Exercise instructions: Copy the data from its first line through the line that contains "[(1120, 711), (881, 617)]", replacing "divided" with "separated" and leaving everything else unchanged.

Working data:
>>>

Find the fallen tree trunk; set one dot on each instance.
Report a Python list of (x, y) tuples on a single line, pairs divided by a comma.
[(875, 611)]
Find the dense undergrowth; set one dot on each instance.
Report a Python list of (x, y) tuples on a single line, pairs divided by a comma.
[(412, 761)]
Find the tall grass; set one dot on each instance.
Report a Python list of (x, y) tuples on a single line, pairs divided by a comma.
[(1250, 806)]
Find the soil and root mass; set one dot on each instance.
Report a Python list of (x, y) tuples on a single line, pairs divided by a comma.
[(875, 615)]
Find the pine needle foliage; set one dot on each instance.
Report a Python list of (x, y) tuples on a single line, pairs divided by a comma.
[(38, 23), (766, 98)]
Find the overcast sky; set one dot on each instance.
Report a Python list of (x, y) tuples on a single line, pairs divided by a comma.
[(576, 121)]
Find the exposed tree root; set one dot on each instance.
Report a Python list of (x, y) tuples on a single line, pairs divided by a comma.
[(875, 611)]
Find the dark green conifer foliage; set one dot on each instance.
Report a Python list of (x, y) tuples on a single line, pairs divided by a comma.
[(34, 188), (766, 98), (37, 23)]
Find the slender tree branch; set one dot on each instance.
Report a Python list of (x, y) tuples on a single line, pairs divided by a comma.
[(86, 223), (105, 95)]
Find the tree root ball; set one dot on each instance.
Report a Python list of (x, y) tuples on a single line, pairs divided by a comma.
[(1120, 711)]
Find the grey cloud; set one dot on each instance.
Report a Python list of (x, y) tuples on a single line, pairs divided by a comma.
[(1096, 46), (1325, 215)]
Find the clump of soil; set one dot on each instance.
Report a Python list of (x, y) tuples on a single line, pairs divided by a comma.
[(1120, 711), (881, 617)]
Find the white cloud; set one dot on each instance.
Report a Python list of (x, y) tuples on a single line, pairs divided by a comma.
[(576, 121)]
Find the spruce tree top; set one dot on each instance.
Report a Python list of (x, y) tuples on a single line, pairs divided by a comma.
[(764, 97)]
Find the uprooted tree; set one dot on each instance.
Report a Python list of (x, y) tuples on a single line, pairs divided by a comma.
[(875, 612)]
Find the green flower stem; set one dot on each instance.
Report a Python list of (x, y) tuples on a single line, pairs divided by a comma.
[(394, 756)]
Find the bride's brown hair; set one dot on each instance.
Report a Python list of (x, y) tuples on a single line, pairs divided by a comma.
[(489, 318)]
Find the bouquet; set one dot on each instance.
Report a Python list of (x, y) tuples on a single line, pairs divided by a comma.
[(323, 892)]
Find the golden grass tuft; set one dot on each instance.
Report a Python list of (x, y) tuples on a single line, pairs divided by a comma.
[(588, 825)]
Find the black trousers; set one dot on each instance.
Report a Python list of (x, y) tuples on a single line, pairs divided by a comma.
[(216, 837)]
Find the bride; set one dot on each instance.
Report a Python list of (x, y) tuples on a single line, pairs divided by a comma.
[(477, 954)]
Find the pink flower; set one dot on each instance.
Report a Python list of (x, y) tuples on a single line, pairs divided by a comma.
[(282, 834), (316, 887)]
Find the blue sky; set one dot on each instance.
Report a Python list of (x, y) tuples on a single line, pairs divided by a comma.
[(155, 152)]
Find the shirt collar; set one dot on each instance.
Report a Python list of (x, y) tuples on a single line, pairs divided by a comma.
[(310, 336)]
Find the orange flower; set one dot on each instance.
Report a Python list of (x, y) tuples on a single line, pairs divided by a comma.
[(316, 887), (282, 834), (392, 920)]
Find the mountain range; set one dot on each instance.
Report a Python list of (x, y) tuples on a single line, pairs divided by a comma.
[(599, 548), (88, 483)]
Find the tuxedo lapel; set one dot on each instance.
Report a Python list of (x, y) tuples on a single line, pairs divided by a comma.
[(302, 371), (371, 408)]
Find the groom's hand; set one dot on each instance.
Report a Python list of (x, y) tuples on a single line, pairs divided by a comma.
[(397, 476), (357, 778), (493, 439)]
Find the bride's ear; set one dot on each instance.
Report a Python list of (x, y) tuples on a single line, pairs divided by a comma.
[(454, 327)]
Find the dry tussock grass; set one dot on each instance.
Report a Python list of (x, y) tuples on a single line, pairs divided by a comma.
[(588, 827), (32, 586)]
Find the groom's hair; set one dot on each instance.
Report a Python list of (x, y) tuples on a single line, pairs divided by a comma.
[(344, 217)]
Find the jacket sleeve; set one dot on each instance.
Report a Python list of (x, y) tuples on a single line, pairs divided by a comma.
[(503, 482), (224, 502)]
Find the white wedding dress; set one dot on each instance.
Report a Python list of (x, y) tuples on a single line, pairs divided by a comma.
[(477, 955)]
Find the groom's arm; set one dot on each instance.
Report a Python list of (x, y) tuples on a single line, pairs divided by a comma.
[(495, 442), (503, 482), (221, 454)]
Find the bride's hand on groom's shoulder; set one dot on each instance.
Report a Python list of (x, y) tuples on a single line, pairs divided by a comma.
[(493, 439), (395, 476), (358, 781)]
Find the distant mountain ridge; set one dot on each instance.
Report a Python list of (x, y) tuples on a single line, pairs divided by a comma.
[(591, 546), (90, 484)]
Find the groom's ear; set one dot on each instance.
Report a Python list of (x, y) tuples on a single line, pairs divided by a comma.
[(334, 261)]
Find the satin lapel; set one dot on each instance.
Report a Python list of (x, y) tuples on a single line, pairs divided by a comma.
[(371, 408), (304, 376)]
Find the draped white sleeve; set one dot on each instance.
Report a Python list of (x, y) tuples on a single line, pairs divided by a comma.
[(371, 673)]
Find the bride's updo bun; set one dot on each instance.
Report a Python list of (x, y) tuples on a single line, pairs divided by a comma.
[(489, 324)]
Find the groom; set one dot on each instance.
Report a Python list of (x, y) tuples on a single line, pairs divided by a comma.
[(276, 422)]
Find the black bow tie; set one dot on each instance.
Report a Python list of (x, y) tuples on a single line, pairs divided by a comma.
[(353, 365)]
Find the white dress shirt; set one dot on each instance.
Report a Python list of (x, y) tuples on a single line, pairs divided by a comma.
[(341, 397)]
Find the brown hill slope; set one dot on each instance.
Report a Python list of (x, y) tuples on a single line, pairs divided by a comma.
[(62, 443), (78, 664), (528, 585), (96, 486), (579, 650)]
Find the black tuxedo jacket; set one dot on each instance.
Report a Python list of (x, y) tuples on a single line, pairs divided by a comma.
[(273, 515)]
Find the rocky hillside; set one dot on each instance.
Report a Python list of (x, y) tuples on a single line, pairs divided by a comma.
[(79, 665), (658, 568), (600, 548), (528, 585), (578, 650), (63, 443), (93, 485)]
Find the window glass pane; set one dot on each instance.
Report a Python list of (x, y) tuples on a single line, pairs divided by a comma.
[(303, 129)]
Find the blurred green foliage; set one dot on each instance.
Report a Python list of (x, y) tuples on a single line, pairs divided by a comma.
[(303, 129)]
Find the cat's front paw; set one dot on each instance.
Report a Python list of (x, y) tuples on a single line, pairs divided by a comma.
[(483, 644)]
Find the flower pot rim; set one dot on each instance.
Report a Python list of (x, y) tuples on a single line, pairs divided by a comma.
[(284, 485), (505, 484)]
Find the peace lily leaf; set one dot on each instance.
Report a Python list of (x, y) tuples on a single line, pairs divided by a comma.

<<<

Response to the exercise:
Find the fallen tree trunk; set one dot on each instance.
Report a Python list of (x, y) tuples on a single line, pairs separated by a comma.
[(875, 611)]
Find the dense undergrowth; set one dot on each instance.
Report a Python list of (x, y) tuples on a single line, pairs separated by a comma.
[(412, 761)]
Find the tall grass; set one dot on each instance.
Report a Python list of (x, y) tuples on a single line, pairs separated by a comma.
[(1250, 806)]
Find the soil and root mass; set one dot on each instance.
Report a Python list of (x, y) tuples on a single line, pairs separated by a comma.
[(875, 615)]
Find the pine needle foliage; set one dot on each instance.
Report a Python list of (x, y) tuples on a single line, pairs separated by a comma.
[(38, 23), (766, 98)]
Find the overcast sky; set one dot on each instance.
Report a Python list of (x, y) tuples on a single line, pairs separated by a comma.
[(576, 121)]
Find the exposed tree root; set one dot on each instance.
Report a Python list of (x, y) tuples on a single line, pairs separated by a comma.
[(875, 611)]
Find the dark green conifer foliage; set one dot on each instance.
Report a Python list of (x, y) tuples on a single line, pairs separated by a comma.
[(34, 188), (766, 98), (37, 23)]
Find the slender tree branch; set one dot on each instance.
Report a Python list of (x, y) tuples on a single line, pairs separated by a comma.
[(86, 223), (105, 95)]
Find the tree root ball; set one dot on each instance.
Report a Python list of (x, y) tuples on a single line, pairs separated by a comma.
[(1120, 711)]
Find the grey cloud; set one dot on each instance.
Report a Python list of (x, y) tuples on a single line, pairs separated by a comma.
[(1096, 46), (1325, 215)]
Find the clump of soil; set one dot on each instance.
Report a Python list of (x, y) tuples on a single line, pairs separated by a comma.
[(1120, 711), (881, 617)]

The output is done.